== SOURCE MATERIAL

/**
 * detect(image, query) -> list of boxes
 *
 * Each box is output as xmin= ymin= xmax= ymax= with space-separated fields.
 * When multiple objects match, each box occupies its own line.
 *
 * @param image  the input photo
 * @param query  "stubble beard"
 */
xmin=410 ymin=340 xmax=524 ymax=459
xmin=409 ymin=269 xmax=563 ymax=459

====

• _PROBLEM DETAILS_
Counting only lines that contain the word "query", give the number found in the data, and nothing else.

• _PROBLEM SOLUTION_
2